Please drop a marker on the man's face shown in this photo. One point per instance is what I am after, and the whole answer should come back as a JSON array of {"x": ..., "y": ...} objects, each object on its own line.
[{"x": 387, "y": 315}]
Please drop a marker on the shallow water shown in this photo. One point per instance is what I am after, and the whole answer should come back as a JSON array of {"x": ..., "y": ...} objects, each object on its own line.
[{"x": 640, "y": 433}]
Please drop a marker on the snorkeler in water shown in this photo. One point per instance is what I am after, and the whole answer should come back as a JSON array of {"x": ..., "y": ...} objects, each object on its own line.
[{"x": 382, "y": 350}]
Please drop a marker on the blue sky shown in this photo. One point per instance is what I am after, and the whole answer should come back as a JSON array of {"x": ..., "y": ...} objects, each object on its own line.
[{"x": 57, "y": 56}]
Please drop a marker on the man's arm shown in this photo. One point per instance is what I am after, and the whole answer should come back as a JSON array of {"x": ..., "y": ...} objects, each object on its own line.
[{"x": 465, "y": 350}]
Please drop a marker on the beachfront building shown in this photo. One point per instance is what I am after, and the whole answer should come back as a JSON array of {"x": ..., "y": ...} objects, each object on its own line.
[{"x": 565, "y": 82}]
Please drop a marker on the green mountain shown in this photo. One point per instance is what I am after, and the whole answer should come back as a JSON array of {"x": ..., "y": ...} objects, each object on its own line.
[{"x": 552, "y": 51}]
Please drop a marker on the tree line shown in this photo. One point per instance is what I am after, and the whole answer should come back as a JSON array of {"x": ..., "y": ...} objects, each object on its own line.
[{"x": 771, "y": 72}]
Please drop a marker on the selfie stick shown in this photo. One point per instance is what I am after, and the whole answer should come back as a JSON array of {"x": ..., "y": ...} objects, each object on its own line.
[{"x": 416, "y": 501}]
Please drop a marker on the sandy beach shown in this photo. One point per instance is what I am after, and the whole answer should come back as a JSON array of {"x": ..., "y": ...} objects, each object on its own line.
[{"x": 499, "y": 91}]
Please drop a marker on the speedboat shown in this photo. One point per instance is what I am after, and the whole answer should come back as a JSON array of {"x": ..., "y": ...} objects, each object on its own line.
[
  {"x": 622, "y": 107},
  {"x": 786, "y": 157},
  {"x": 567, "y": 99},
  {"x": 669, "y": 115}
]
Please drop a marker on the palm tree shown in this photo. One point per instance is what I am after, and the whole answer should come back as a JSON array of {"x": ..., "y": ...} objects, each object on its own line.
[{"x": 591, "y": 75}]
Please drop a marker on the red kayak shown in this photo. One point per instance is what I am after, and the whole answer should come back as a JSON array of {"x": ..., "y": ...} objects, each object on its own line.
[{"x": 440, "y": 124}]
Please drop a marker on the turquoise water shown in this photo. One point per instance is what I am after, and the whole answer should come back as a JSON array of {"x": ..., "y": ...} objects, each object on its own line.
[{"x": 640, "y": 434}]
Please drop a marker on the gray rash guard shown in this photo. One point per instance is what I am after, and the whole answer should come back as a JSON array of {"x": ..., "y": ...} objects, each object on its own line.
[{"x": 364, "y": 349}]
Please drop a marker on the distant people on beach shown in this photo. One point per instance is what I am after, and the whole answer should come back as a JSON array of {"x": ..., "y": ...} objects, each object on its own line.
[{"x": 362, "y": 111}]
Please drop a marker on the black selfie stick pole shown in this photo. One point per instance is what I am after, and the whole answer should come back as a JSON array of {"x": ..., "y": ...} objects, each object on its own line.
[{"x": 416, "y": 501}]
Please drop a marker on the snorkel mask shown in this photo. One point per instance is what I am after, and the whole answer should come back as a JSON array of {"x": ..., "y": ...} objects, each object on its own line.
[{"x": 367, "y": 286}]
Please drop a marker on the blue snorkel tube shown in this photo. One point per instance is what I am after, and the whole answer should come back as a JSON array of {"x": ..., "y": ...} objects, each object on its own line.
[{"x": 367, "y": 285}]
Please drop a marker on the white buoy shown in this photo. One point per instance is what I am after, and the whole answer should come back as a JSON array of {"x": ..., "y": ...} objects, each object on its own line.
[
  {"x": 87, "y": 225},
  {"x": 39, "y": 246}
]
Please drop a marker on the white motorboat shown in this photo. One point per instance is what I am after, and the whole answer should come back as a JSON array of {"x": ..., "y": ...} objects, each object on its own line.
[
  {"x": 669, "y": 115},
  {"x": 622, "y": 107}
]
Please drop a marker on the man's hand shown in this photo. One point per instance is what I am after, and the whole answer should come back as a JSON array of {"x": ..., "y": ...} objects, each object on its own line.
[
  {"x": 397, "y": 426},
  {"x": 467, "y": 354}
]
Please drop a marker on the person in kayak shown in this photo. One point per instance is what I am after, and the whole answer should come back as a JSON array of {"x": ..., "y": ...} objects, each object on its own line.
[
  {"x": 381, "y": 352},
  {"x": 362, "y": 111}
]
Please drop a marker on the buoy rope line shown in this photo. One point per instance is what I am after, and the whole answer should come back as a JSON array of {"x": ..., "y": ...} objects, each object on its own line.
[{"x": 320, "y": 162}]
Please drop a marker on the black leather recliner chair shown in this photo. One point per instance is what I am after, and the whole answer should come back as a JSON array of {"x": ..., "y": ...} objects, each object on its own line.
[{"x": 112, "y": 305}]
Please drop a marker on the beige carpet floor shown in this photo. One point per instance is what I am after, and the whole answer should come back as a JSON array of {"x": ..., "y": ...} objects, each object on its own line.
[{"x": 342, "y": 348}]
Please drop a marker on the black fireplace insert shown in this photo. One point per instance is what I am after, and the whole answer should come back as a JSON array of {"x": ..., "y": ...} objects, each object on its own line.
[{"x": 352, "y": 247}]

» OBJECTIVE: Exactly reproduce the lines from the one containing "Please drop a marker on the buoy" through the end of the records, and only those lines.

» OUTPUT:
Please drop a marker on the buoy rope line shown in this photo. One point per instance is what I am after, and the whole answer should come back as a JSON array of {"x": ..., "y": ...} objects, each object on its own line.
[{"x": 320, "y": 162}]
Please drop a marker on the black leather recliner chair shown in this photo. One point per instance is what I am after, and the whole answer should come back as a JSON array of {"x": ..., "y": ...} objects, each object on its own line.
[{"x": 112, "y": 305}]
Please drop a marker on the beige carpet floor shown in this photo. One point per instance is what I am after, and the whole answer should come back as a JSON array of {"x": ..., "y": ...} objects, each object on its own line.
[{"x": 342, "y": 348}]
Please drop a marker on the black fireplace insert shown in this photo. One point per instance is what I am after, and the whole answer should come back as a JSON array of {"x": ..., "y": ...} objects, each object on its own line.
[{"x": 352, "y": 247}]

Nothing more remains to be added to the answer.